PROBLEM TO SOLVE. Return all of the material that follows, keeping each line exactly as it is.
□ □ □ □ □
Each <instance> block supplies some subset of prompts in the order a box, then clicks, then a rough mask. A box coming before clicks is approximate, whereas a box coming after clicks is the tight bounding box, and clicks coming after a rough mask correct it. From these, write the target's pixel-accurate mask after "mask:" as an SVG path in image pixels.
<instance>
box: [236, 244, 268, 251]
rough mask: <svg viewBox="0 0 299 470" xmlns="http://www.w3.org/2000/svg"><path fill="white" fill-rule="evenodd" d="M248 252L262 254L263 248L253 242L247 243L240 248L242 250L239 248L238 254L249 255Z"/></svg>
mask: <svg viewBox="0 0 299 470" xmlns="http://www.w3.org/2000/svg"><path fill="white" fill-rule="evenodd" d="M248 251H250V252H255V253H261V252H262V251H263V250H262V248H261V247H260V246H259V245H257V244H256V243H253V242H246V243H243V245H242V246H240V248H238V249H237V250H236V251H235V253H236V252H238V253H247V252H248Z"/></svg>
□ □ □ □ □
ANSWER AREA.
Each <instance> block supplies some subset of prompts in the order a box, then clicks, then a rough mask. A box coming before clicks is approximate, whereas a box coming after clicks is the tight bounding box, and clicks coming after a rough mask correct it. From these, write the target's pixel-accurate mask after "mask:" as an SVG path in image pixels.
<instance>
box: [236, 244, 268, 251]
rough mask: <svg viewBox="0 0 299 470" xmlns="http://www.w3.org/2000/svg"><path fill="white" fill-rule="evenodd" d="M248 252L262 254L263 248L253 242L247 243L240 248L242 250L239 248L238 254L249 255Z"/></svg>
mask: <svg viewBox="0 0 299 470" xmlns="http://www.w3.org/2000/svg"><path fill="white" fill-rule="evenodd" d="M248 251H250V252H255V253H261V252H262V251H263V250H262V248H261V247H260V246H259V245H257V244H256V243H253V242H246V243H243V245H242V246H240V248H238V249H237V250H236V251H235V253H236V252H238V253H247V252H248Z"/></svg>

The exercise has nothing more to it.